** start Supplied data **

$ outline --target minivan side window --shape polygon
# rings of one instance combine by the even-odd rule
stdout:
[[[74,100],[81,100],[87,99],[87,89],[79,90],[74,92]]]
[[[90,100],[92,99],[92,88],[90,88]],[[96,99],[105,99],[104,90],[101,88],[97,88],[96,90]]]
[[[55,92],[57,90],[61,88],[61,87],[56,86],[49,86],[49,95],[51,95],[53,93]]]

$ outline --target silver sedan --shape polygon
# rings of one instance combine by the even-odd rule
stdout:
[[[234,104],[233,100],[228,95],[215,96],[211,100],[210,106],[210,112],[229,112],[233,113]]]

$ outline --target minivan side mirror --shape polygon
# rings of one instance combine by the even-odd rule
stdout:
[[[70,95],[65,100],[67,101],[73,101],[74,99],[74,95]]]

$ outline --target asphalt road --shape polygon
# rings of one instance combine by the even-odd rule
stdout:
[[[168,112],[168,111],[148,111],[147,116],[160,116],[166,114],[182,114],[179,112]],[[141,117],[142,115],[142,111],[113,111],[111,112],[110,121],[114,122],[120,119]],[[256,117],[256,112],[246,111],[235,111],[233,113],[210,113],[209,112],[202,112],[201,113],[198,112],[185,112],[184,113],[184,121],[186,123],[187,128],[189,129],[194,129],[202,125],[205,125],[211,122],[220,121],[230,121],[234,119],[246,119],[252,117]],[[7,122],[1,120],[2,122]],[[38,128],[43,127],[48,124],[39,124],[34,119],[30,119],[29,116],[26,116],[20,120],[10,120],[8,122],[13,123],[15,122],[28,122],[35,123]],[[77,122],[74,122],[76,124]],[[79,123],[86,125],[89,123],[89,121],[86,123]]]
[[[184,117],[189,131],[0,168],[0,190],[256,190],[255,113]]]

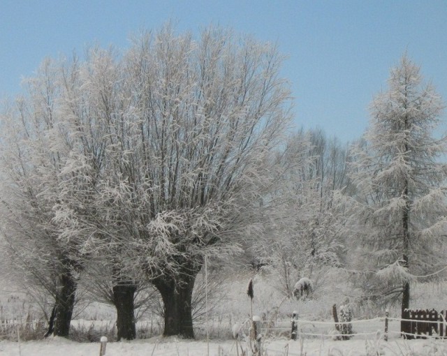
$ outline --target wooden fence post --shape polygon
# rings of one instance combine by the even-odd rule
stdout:
[[[292,340],[296,340],[298,336],[298,313],[296,311],[293,311],[292,315],[292,332],[291,334],[291,339]]]
[[[101,337],[101,347],[99,348],[99,356],[105,355],[105,347],[107,346],[107,336]]]
[[[388,341],[388,310],[385,311],[385,334],[383,335],[383,340]]]
[[[254,344],[254,354],[256,356],[260,355],[261,353],[261,318],[258,316],[253,316],[251,328],[251,339]]]

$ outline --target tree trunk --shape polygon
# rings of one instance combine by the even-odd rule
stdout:
[[[404,255],[403,260],[404,267],[408,268],[408,257],[406,255]],[[404,316],[404,310],[408,309],[410,307],[410,283],[407,281],[404,282],[402,286],[402,318]]]
[[[63,274],[59,277],[59,283],[60,286],[56,295],[54,334],[57,336],[68,337],[78,285],[75,279],[70,272]]]
[[[194,339],[191,301],[196,276],[179,274],[177,280],[163,276],[154,281],[164,304],[163,336]]]
[[[117,308],[117,341],[133,340],[136,337],[133,298],[137,288],[134,284],[123,282],[114,285],[112,289]]]

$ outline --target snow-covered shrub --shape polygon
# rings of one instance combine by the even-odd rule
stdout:
[[[303,277],[295,284],[293,293],[296,299],[305,299],[312,295],[313,290],[312,281],[307,277]]]

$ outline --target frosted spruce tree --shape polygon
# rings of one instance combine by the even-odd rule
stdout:
[[[441,161],[446,141],[434,131],[442,110],[439,96],[404,56],[391,71],[388,90],[374,99],[369,127],[353,149],[354,192],[340,195],[356,281],[372,300],[402,298],[402,311],[409,306],[415,276],[445,264],[446,165]]]

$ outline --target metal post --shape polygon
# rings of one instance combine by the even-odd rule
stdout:
[[[99,348],[99,356],[105,355],[105,347],[107,346],[107,336],[101,337],[101,348]]]
[[[298,336],[298,313],[296,311],[293,311],[292,315],[292,332],[291,339],[296,340]]]
[[[383,335],[383,340],[388,341],[388,310],[385,311],[385,334]]]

** end Supplied data **

**Stated goal**
Reproduce every record word for word. The copy must contain no pictures.

**Result**
$ outline --target minivan side window --shape polygon
# rings of one instance combine by the even-odd rule
stdout:
[[[74,100],[81,100],[87,99],[87,89],[79,90],[74,92]]]
[[[90,100],[92,99],[92,88],[90,88]],[[96,99],[105,99],[104,90],[101,88],[97,88],[96,90]]]
[[[55,92],[57,90],[61,88],[61,87],[56,86],[49,86],[49,95],[51,95],[53,93]]]

$ outline --target silver sedan --shape polygon
# rings of one instance combine by the even-odd rule
stdout:
[[[234,104],[233,100],[228,95],[215,96],[211,100],[210,106],[210,112],[229,112],[233,113]]]

$ outline --target minivan side mirror --shape polygon
# rings of one instance combine by the even-odd rule
stdout:
[[[70,95],[65,100],[67,101],[73,101],[74,99],[74,95]]]

$ outline --target asphalt road --shape polygon
# rings of one instance combine by the even-odd rule
stdout:
[[[168,112],[168,111],[148,111],[147,116],[160,116],[166,114],[182,114],[179,112]],[[141,117],[142,115],[142,111],[113,111],[111,112],[110,121],[114,122],[120,119]],[[256,117],[256,112],[246,111],[235,111],[233,113],[210,113],[209,112],[202,112],[201,113],[198,112],[185,112],[184,113],[184,121],[186,123],[187,128],[189,129],[194,129],[202,125],[205,125],[211,122],[220,121],[230,121],[234,119],[246,119],[252,117]],[[7,122],[1,120],[2,122]],[[38,128],[43,127],[48,124],[39,124],[34,119],[30,119],[29,116],[26,116],[20,120],[10,120],[8,122],[13,123],[15,122],[28,122],[35,123]],[[77,122],[74,122],[76,124]],[[79,123],[86,125],[89,123],[89,121],[86,123]]]
[[[184,117],[189,131],[0,168],[0,190],[256,190],[255,113]]]

$ outline --target wooden fence post --shape polygon
# rings of one instance combine by the even-odd rule
stdout:
[[[292,340],[296,340],[298,336],[298,313],[296,311],[293,311],[292,315],[292,332],[291,334],[291,339]]]
[[[101,337],[101,347],[99,348],[99,356],[105,355],[105,347],[107,346],[107,336]]]
[[[388,341],[388,310],[385,311],[385,334],[383,335],[383,340]]]
[[[254,344],[254,354],[256,356],[260,355],[261,353],[261,318],[258,316],[253,316],[251,328],[251,339]]]

$ outline --target tree trunk --shape polygon
# rings of one instance combine by the even-odd rule
stdout:
[[[404,255],[403,260],[404,267],[408,268],[408,257],[406,255]],[[404,316],[404,310],[408,309],[410,307],[410,283],[407,281],[404,282],[402,286],[402,318]]]
[[[63,274],[59,277],[59,283],[60,286],[56,295],[54,334],[57,336],[68,337],[78,285],[75,279],[70,272]]]
[[[194,339],[191,301],[196,276],[179,274],[177,280],[163,276],[154,281],[164,304],[163,336]]]
[[[117,308],[117,341],[133,340],[136,337],[133,298],[137,288],[134,284],[123,282],[114,285],[112,289]]]

$ outline --target snow-covered shrub --shape polygon
# rings of one instance combine by the even-odd rule
stdout:
[[[303,277],[295,284],[293,293],[296,299],[305,299],[312,295],[313,290],[312,281],[307,277]]]

$ outline --target frosted spruce tree --shape polygon
# rings of one instance combine by the even-odd rule
stdout:
[[[441,161],[446,141],[434,131],[442,110],[439,96],[404,56],[391,71],[388,90],[374,99],[369,127],[353,149],[354,192],[340,195],[356,281],[372,300],[402,298],[402,311],[409,306],[415,276],[445,264],[446,165]]]

$ outline --target metal post --shape polygon
# rings of one instance combine by the even-odd rule
stdout:
[[[99,348],[99,356],[105,355],[105,347],[107,346],[107,336],[101,337],[101,348]]]
[[[298,336],[298,313],[296,311],[293,311],[292,315],[292,332],[291,339],[296,340]]]
[[[383,335],[383,340],[388,341],[388,310],[385,311],[385,334]]]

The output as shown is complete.